*文本部分*:
--

使用torchaudio的MMS（大规模多语言语音）模型——支持1000多种语言。模型首次加载后会被缓存，因此批量处理保持快速。

URL与YouTube输入

可输入任何URL——音频将通过yt-dlp自动下载：

# YouTube video
./scripts/transcribe https://youtube.com/watch?v=dQw4w9WgXcQ

# Direct audio URL
./scripts/transcribe https://example.com/podcast.mp3

# With options
./scripts/transcribe https://youtube.com/watch?v=... --language en --format srt -o subs.srt

需要yt-dlp（检查PATH和~/.local/share/pipx/venvs/yt-dlp/bin/yt-dlp）。

批量处理

可通过通配符模式、目录或多个路径同时处理多个文件：

# All MP3s in current directory
./scripts/transcribe *.mp3

# Entire directory (auto-filters audio files)

--

*任务与练习*:
• 1. 请从文本部分中原样返回自"需要yt-dlp（检查PAT"至"(auto-filters audio files)"的内容。
• 2. 根据文本部分，批量处理为何能够保持快速？请用一至三句话说明。
• 3. 请依据文本部分回答下列问题：
(a) 所用的MMS模型支持多少种语言？
(b) 输入URL时，音频通过什么工具自动下载？
(c) 可通过哪几种方式同时处理多个文件？

--

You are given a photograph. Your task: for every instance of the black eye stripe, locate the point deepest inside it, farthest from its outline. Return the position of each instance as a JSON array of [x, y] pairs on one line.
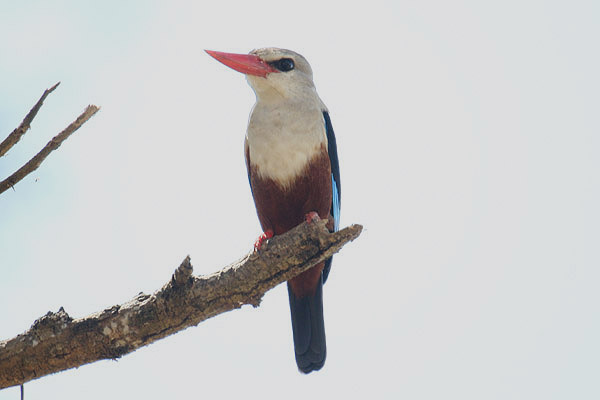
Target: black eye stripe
[[284, 64]]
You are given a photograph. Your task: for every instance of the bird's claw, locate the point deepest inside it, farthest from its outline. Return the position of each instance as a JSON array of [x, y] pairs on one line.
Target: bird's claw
[[262, 239]]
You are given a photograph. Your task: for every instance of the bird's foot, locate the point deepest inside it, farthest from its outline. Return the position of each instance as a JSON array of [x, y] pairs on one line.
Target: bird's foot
[[268, 234], [312, 217]]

--

*练习答案*:
• 1.
需要yt-dlp（检查PATH和~/.local/share/pipx/venvs/yt-dlp/bin/yt-dlp）。

批量处理

可通过通配符模式、目录或多个路径同时处理多个文件：

# All MP3s in current directory
./scripts/transcribe *.mp3

# Entire directory (auto-filters audio files)

• 2. MMS模型在首次加载后会被缓存，后续处理无需重新加载模型，因此批量处理能够保持快速。

• 3.
(a) 1000多种语言。
(b) yt-dlp。
(c) 通配符模式、目录或多个路径。